Reproduce every entry exactly as shown.

[start of Data listing]

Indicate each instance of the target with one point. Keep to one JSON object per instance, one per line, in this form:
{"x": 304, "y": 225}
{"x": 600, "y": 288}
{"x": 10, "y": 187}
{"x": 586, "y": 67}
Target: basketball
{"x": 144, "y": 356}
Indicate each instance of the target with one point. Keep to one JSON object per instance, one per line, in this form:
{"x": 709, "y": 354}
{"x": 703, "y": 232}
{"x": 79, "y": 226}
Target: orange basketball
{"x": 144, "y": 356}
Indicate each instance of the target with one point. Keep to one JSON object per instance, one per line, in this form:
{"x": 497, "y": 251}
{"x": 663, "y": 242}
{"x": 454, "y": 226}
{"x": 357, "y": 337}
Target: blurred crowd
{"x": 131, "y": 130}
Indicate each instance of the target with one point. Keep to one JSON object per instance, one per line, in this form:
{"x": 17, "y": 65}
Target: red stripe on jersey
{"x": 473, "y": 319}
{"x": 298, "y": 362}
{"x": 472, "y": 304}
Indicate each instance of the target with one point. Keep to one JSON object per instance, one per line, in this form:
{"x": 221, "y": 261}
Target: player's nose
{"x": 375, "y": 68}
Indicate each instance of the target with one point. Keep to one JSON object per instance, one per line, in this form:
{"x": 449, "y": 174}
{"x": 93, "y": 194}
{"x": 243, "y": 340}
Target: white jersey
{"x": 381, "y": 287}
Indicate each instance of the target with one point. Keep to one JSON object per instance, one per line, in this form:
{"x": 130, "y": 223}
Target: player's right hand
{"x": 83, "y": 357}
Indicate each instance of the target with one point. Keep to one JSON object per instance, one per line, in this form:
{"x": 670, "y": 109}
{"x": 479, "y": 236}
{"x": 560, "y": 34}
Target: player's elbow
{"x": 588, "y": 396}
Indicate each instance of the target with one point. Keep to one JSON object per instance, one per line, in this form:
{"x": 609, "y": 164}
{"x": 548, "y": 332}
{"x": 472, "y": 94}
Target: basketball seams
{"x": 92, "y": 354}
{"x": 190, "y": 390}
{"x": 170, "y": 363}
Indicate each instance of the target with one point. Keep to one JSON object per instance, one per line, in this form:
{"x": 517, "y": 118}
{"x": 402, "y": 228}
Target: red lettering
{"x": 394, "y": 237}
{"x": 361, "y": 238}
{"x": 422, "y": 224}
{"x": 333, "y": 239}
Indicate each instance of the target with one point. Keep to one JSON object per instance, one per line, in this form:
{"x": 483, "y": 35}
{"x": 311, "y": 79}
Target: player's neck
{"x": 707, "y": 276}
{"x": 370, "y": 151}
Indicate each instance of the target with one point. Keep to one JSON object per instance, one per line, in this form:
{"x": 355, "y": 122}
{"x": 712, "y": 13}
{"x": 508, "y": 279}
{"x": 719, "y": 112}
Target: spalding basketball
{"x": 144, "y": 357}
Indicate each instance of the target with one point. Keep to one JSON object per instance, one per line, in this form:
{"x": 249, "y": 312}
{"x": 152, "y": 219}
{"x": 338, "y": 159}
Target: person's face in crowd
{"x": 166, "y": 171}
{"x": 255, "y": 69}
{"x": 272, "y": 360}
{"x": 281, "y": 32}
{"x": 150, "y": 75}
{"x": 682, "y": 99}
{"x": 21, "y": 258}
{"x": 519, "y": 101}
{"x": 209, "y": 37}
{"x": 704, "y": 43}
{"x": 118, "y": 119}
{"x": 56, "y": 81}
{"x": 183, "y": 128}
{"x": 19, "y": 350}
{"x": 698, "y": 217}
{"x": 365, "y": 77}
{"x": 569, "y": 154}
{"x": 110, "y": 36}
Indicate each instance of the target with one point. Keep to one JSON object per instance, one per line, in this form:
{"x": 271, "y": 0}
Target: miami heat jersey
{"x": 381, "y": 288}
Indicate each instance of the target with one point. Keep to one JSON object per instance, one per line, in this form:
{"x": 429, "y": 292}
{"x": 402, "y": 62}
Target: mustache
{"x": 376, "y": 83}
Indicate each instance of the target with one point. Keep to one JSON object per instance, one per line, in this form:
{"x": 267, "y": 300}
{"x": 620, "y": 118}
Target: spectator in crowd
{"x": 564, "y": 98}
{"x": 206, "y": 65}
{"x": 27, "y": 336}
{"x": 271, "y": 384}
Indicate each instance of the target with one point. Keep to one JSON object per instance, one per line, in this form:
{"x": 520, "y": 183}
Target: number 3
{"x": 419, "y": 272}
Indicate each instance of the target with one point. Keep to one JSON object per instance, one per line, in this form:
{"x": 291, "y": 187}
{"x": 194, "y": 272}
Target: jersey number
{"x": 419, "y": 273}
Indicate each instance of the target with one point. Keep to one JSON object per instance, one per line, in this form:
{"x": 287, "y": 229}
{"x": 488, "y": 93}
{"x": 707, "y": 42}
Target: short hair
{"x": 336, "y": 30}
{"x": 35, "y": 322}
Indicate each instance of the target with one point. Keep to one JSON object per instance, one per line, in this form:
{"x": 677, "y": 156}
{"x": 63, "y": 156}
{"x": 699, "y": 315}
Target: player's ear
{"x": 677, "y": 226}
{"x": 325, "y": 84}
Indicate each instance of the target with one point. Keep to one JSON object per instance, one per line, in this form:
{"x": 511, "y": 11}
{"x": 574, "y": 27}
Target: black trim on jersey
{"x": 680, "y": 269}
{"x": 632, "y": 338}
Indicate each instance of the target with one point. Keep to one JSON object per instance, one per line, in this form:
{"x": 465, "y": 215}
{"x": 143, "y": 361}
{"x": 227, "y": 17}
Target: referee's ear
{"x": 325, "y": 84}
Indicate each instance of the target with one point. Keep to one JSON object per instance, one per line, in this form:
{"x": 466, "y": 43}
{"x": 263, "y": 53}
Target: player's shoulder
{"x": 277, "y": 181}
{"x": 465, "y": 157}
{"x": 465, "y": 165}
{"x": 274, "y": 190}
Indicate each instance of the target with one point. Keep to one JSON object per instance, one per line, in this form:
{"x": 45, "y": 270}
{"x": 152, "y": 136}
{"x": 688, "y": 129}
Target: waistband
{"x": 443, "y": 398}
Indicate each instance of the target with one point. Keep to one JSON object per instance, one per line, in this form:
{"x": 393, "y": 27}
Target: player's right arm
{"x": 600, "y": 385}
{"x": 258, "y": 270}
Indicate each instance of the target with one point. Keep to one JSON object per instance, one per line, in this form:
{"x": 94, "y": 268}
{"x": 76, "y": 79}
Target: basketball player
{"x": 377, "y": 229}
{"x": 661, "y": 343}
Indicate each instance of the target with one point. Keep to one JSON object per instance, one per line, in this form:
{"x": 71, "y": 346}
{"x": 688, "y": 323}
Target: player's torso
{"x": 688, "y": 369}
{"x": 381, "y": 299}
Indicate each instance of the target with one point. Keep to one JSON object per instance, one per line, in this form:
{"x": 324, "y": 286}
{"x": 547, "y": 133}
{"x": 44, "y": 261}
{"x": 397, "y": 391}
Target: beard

[end of Data listing]

Exercise result>
Indicate each instance of the target with one point. Keep to one JSON object per instance, one per line, in this form:
{"x": 304, "y": 225}
{"x": 600, "y": 288}
{"x": 10, "y": 187}
{"x": 586, "y": 67}
Target: basketball
{"x": 144, "y": 356}
Indicate each instance of the target with one point. Keep to one JSON object per instance, one per line, in this form:
{"x": 709, "y": 354}
{"x": 703, "y": 232}
{"x": 79, "y": 226}
Target: orange basketball
{"x": 144, "y": 356}
Indicate each instance of the target with one point. Keep to one JSON object per instance, one per line, in this form:
{"x": 497, "y": 251}
{"x": 663, "y": 242}
{"x": 454, "y": 226}
{"x": 357, "y": 337}
Target: blurred crowd
{"x": 131, "y": 130}
Indicate each instance of the target with one point. Keep to one JSON object per instance, one per line, in this form:
{"x": 17, "y": 65}
Target: red stripe on jersey
{"x": 473, "y": 319}
{"x": 298, "y": 362}
{"x": 472, "y": 304}
Indicate each instance of the target with one point. Keep to one JSON object per instance, one per line, in this form:
{"x": 221, "y": 261}
Target: player's nose
{"x": 375, "y": 68}
Indicate each instance of the target with one point. Keep to one JSON object per instance, one per line, in this form:
{"x": 449, "y": 174}
{"x": 93, "y": 194}
{"x": 243, "y": 340}
Target: white jersey
{"x": 381, "y": 287}
Indicate each instance of the target with one point. Keep to one JSON object per instance, one per line, in this form:
{"x": 130, "y": 223}
Target: player's right hand
{"x": 83, "y": 357}
Indicate each instance of the target with one point. Keep to one JSON object per instance, one per line, in this form:
{"x": 670, "y": 109}
{"x": 479, "y": 236}
{"x": 560, "y": 34}
Target: player's elbow
{"x": 588, "y": 396}
Indicate each instance of the target with one point. Keep to one JSON object per instance, one per line, in this form:
{"x": 609, "y": 164}
{"x": 548, "y": 332}
{"x": 472, "y": 94}
Target: basketball seams
{"x": 92, "y": 354}
{"x": 190, "y": 390}
{"x": 170, "y": 363}
Indicate each instance of the target with one point. Keep to one JSON object per instance, one per line, in this form:
{"x": 517, "y": 118}
{"x": 402, "y": 228}
Target: red lettering
{"x": 394, "y": 237}
{"x": 361, "y": 238}
{"x": 422, "y": 224}
{"x": 333, "y": 239}
Indicate each instance of the target with one point. Keep to one JSON object per instance, one per line, in this form:
{"x": 483, "y": 35}
{"x": 311, "y": 79}
Target: player's neck
{"x": 707, "y": 276}
{"x": 370, "y": 151}
Indicate each instance of the target with one point. Keep to one JSON object per instance, one per line, in this form:
{"x": 355, "y": 122}
{"x": 712, "y": 13}
{"x": 508, "y": 279}
{"x": 719, "y": 112}
Target: spalding basketball
{"x": 144, "y": 357}
Indicate each instance of the target with one point. Keep to one JSON object per instance, one per line, in this form:
{"x": 249, "y": 312}
{"x": 152, "y": 219}
{"x": 338, "y": 159}
Target: person's face in crowd
{"x": 166, "y": 171}
{"x": 255, "y": 69}
{"x": 272, "y": 360}
{"x": 281, "y": 32}
{"x": 150, "y": 75}
{"x": 682, "y": 99}
{"x": 21, "y": 258}
{"x": 519, "y": 101}
{"x": 209, "y": 37}
{"x": 704, "y": 43}
{"x": 118, "y": 119}
{"x": 56, "y": 81}
{"x": 183, "y": 128}
{"x": 19, "y": 350}
{"x": 698, "y": 217}
{"x": 365, "y": 77}
{"x": 569, "y": 154}
{"x": 110, "y": 36}
Indicate each instance of the target with one point. Keep to one JSON object per instance, one per line, in this form:
{"x": 271, "y": 0}
Target: miami heat jersey
{"x": 381, "y": 288}
Indicate each instance of the target with one point. Keep to one JSON object per instance, one per line, in this form:
{"x": 429, "y": 292}
{"x": 402, "y": 62}
Target: mustache
{"x": 376, "y": 83}
Indicate each instance of the target with one point. Keep to one JSON object per instance, one per line, in this form:
{"x": 267, "y": 300}
{"x": 620, "y": 118}
Target: spectator in crowd
{"x": 564, "y": 98}
{"x": 206, "y": 65}
{"x": 27, "y": 336}
{"x": 271, "y": 384}
Indicate each instance of the target with one point. Keep to one JSON object per instance, one per line, in this form:
{"x": 520, "y": 183}
Target: number 3
{"x": 419, "y": 272}
Indicate each instance of the target with one point. Keep to one JSON object per instance, one per line, in this form:
{"x": 291, "y": 187}
{"x": 194, "y": 272}
Target: jersey number
{"x": 419, "y": 273}
Indicate each instance of the target with one point. Keep to one JSON object per instance, one per line, in this form:
{"x": 287, "y": 229}
{"x": 488, "y": 93}
{"x": 707, "y": 42}
Target: short hair
{"x": 336, "y": 30}
{"x": 35, "y": 322}
Indicate each instance of the target with one point. Keep to one JSON object per instance, one per line, in this form:
{"x": 677, "y": 156}
{"x": 63, "y": 156}
{"x": 699, "y": 315}
Target: player's ear
{"x": 677, "y": 226}
{"x": 325, "y": 84}
Indicate each instance of the target with one point. Keep to one JSON object per instance, one per line, in this form:
{"x": 511, "y": 11}
{"x": 574, "y": 27}
Target: black trim on jersey
{"x": 680, "y": 269}
{"x": 632, "y": 338}
Indicate each instance of the target with one point. Keep to one JSON object per instance, one per line, in this form:
{"x": 465, "y": 215}
{"x": 143, "y": 361}
{"x": 227, "y": 17}
Target: referee's ear
{"x": 325, "y": 84}
Indicate each instance of the target with one point. Keep to one JSON object per instance, one per line, in this form:
{"x": 466, "y": 43}
{"x": 263, "y": 53}
Target: player's shoulder
{"x": 277, "y": 181}
{"x": 465, "y": 157}
{"x": 465, "y": 165}
{"x": 274, "y": 190}
Indicate each instance of the target with one point. Keep to one JSON object per instance, one per line, in this form:
{"x": 45, "y": 270}
{"x": 152, "y": 136}
{"x": 688, "y": 129}
Target: waistband
{"x": 443, "y": 398}
Indicate each instance of the target with one point. Keep to one JSON object per instance, one per line, in this form:
{"x": 393, "y": 27}
Target: player's right arm
{"x": 600, "y": 385}
{"x": 258, "y": 270}
Indicate each instance of the target with one point. Keep to one JSON object per instance, one per line, in this form:
{"x": 94, "y": 268}
{"x": 76, "y": 79}
Target: basketball player
{"x": 377, "y": 229}
{"x": 661, "y": 343}
Indicate each instance of the target with one point. Keep to one JSON object per instance, one per line, in this form:
{"x": 71, "y": 346}
{"x": 688, "y": 323}
Target: player's torso
{"x": 688, "y": 369}
{"x": 381, "y": 299}
Indicate each instance of the target with one point. Keep to one JSON object per instance, one per line, in this form:
{"x": 324, "y": 286}
{"x": 547, "y": 133}
{"x": 44, "y": 261}
{"x": 397, "y": 391}
Target: beard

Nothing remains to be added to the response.